Direction => Reproduce every one of the items below line for line, keeping each character unchanged.

* begin Input rows *

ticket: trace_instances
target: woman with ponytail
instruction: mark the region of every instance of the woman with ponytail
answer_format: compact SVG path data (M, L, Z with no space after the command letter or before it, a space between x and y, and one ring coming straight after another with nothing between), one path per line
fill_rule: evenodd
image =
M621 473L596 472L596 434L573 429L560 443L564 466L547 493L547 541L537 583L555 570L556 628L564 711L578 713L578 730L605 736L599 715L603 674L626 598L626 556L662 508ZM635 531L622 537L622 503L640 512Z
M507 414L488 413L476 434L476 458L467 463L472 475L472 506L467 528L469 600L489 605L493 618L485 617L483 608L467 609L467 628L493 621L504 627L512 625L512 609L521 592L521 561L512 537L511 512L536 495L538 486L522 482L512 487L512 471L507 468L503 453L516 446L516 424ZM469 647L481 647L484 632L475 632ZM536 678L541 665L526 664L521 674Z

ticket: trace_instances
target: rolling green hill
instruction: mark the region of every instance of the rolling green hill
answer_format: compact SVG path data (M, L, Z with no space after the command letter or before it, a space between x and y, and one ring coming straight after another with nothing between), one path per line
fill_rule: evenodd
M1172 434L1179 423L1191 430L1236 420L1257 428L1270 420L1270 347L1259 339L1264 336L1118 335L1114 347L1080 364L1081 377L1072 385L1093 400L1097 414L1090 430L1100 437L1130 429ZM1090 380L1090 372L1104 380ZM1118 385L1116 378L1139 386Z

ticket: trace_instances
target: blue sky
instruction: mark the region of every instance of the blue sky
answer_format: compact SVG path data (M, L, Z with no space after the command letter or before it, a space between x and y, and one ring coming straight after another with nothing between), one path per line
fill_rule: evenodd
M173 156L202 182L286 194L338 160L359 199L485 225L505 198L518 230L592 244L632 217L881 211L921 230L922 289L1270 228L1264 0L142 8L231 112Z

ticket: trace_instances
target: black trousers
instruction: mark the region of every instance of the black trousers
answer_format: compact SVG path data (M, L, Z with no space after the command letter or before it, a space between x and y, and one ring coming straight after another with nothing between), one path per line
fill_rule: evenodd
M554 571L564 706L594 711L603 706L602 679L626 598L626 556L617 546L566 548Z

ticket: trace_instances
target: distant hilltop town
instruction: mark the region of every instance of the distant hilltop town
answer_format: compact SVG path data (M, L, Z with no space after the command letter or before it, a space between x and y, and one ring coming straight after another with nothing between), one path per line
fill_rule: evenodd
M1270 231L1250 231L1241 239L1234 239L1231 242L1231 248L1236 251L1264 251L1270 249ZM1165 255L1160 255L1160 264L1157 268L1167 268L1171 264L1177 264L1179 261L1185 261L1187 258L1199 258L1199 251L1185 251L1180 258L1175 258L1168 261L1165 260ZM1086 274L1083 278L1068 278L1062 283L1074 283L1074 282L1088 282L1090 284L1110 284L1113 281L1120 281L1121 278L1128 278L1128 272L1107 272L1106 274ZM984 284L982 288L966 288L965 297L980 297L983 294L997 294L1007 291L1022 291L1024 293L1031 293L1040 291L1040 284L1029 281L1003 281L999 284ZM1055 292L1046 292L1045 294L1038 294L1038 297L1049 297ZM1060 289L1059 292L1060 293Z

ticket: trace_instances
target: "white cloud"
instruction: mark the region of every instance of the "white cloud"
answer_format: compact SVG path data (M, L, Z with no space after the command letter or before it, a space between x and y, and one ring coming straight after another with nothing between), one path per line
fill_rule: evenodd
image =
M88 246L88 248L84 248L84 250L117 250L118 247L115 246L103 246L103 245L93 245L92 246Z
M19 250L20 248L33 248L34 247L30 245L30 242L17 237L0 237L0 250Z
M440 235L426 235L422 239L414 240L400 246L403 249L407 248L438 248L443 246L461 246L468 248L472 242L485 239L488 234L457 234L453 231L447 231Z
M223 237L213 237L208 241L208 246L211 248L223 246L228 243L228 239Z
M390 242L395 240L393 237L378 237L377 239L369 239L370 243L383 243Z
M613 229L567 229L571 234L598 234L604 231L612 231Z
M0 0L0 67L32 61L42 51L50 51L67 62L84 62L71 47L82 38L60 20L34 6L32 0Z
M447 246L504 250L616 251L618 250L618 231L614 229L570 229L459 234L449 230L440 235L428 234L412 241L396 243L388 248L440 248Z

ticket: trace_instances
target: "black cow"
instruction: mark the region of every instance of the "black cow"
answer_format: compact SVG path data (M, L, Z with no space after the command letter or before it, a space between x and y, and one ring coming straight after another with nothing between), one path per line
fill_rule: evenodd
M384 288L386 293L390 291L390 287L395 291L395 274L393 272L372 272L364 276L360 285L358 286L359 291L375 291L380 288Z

* end Input rows *

Output for this exercise =>
ticket: trace_instances
target: woman with ponytail
instruction: mark the region of every instance of the woman with ponytail
answer_format: compact SVG path data (M, L, Z with no space after the command letter or before it, a space between x and y, and one ring coming straight after another with nothing between), one path per line
fill_rule: evenodd
image =
M621 473L596 472L596 434L573 429L560 443L564 466L547 493L547 541L537 583L555 570L556 628L564 711L578 713L578 730L605 736L599 715L603 674L626 598L626 556L662 508ZM635 531L622 537L622 503L640 512Z
M507 414L488 413L476 434L476 458L467 463L472 475L472 506L467 528L469 600L489 605L493 618L485 617L483 608L467 609L467 628L493 621L504 627L512 625L512 609L521 592L521 561L512 537L511 512L536 495L538 486L522 482L512 487L512 471L507 468L503 453L516 446L516 424ZM469 647L481 647L484 632L475 632ZM536 678L541 665L526 664L521 674Z

ticket: trace_instances
target: rolling green hill
instruction: mark the region of every instance of the rolling green hill
answer_format: compact SVG path data (M, L, Z with no space after the command letter or before it, a space between x and y, and one ring coming straight after another with nothing between), one path per line
fill_rule: evenodd
M1172 434L1179 423L1191 430L1236 420L1257 428L1270 420L1270 347L1259 339L1264 336L1118 335L1114 347L1080 364L1081 377L1072 385L1093 400L1097 414L1090 430L1100 437L1130 429ZM1090 380L1090 372L1104 380ZM1118 385L1116 378L1139 386Z

ticket: trace_instances
target: blue sky
instruction: mark the region of every instance of the blue sky
answer_format: compact SVG path data (M, L, Z with no space after the command letter or before it, a space between x and y, and one ring coming straight after another with nothing between), one path per line
fill_rule: evenodd
M173 156L202 182L286 194L338 160L359 199L485 225L505 198L518 230L592 244L632 217L881 211L921 230L922 289L1270 228L1264 0L142 8L231 112Z

ticket: trace_instances
target: black trousers
instruction: mark the region of every instance of the black trousers
answer_format: compact SVG path data (M, L, Z with no space after the command letter or before it, a space between x and y, and one ring coming straight after another with nothing between), one path per line
fill_rule: evenodd
M554 571L564 706L594 711L603 706L602 679L626 598L626 556L617 546L566 548Z

ticket: trace_instances
target: distant hilltop town
instruction: mark the region of every instance of the distant hilltop town
answer_format: compact SVG path data (M, L, Z with no space after the command letter or before it, a space between x and y, and one ring coming straight after another with nothing between), one path per line
fill_rule: evenodd
M1270 231L1250 231L1241 239L1234 239L1231 242L1231 248L1236 251L1264 251L1270 249ZM1165 255L1160 255L1160 264L1157 268L1167 268L1171 264L1177 264L1179 261L1185 261L1187 258L1199 258L1199 251L1185 251L1180 258L1175 258L1168 261L1165 260ZM1086 274L1083 278L1068 278L1062 283L1074 283L1074 282L1088 282L1090 284L1110 284L1113 281L1120 281L1121 278L1128 278L1128 272L1107 272L1106 274ZM984 284L982 288L966 288L965 297L980 297L983 294L997 294L1007 291L1022 291L1024 293L1031 293L1040 291L1040 284L1029 281L1003 281L999 284ZM1055 292L1046 292L1045 294L1038 294L1038 297L1049 297ZM1060 289L1059 292L1060 293Z

ticket: trace_instances
target: "white cloud"
instruction: mark the region of every instance of the "white cloud"
answer_format: compact SVG path data (M, L, Z with no space after the command letter or before it, a space between x and y, and one ring coming straight after another with nothing between), one path per line
fill_rule: evenodd
image =
M88 246L88 248L84 248L84 250L117 250L118 247L115 246L103 246L103 245L93 245L92 246Z
M19 250L20 248L33 248L34 247L30 245L30 242L17 237L0 237L0 250Z
M440 235L426 235L422 239L414 240L400 246L403 249L407 248L438 248L443 246L461 246L468 248L472 242L485 239L488 234L457 234L453 231L447 231Z
M223 237L213 237L208 241L208 246L211 248L223 246L228 243L228 239Z
M390 242L395 240L393 237L378 237L377 239L369 239L370 243L383 243Z
M613 229L567 229L571 234L598 234L604 231L612 231Z
M0 0L0 67L32 61L42 51L50 51L67 62L84 62L71 47L82 38L60 20L34 6L32 0Z
M447 246L504 250L616 251L618 250L618 231L614 229L570 229L459 234L449 230L440 235L428 234L412 241L396 243L388 248L440 248Z

ticket: trace_instances
target: "black cow"
instruction: mark the region of every instance of the "black cow"
answer_format: compact SVG path data (M, L, Z with no space after the command letter or before it, a space between x and y, and one ring coming straight after another with nothing between), one path per line
fill_rule: evenodd
M384 288L386 293L390 291L390 287L395 291L395 274L393 272L372 272L364 276L360 285L358 286L359 291L375 291L380 288Z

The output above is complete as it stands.